WRITTEN REQUEST =>
Copy out every line of the items below that contains the string "wall", with case counting.

==== RECORD SET ====

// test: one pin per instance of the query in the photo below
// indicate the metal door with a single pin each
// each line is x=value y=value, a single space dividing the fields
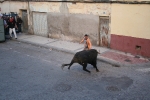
x=104 y=32
x=40 y=24
x=25 y=20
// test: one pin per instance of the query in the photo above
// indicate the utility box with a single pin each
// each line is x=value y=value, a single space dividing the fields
x=2 y=33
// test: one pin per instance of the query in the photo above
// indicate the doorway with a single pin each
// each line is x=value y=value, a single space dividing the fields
x=104 y=32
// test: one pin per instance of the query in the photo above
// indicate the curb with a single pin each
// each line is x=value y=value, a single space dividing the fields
x=100 y=58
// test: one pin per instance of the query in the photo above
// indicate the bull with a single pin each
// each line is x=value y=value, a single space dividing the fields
x=83 y=58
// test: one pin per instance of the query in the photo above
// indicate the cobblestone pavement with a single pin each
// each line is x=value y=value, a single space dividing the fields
x=29 y=72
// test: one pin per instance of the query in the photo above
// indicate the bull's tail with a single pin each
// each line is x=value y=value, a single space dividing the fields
x=63 y=65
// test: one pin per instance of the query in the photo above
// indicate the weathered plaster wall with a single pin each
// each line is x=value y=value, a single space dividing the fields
x=72 y=27
x=10 y=6
x=131 y=20
x=130 y=28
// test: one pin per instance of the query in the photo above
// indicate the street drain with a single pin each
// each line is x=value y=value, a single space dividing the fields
x=62 y=87
x=112 y=88
x=127 y=60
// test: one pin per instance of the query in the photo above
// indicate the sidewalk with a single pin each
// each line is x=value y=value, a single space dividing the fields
x=116 y=58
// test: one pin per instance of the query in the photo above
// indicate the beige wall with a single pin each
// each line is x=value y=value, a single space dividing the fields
x=79 y=8
x=9 y=6
x=131 y=20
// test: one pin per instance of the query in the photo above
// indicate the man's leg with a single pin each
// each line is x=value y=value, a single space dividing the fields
x=14 y=31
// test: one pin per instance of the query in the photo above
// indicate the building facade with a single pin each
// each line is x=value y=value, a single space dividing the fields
x=121 y=25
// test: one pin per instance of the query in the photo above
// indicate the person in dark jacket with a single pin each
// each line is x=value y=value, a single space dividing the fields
x=19 y=22
x=12 y=25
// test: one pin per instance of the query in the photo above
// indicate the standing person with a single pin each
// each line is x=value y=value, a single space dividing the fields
x=12 y=25
x=87 y=42
x=19 y=22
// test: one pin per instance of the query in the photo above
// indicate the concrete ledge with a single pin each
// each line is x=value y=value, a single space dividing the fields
x=100 y=58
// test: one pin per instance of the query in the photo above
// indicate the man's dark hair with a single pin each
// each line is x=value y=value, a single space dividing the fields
x=85 y=35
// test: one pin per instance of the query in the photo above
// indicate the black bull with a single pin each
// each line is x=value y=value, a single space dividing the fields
x=83 y=58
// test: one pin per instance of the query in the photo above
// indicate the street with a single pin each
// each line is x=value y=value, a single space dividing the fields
x=29 y=72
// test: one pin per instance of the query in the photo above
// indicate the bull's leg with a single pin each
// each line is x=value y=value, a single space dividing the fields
x=84 y=68
x=70 y=64
x=94 y=65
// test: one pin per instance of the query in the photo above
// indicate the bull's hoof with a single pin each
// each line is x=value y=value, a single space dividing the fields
x=62 y=66
x=97 y=70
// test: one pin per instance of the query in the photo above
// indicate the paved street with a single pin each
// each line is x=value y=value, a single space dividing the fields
x=29 y=72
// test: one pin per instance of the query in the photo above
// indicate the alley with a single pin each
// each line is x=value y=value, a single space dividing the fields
x=29 y=72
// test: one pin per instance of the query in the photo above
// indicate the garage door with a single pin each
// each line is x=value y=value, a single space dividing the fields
x=40 y=24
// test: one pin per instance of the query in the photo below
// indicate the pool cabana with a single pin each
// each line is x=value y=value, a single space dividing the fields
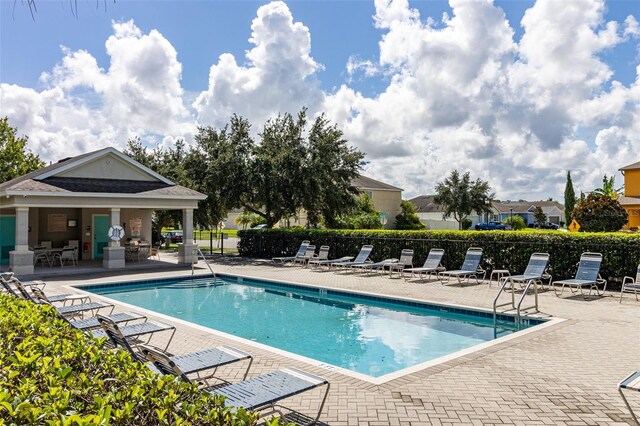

====

RESPONSE FOR THIS EXERCISE =>
// indicate the weathered plaster wall with a single pin each
// indicate the beige wall with a single pin each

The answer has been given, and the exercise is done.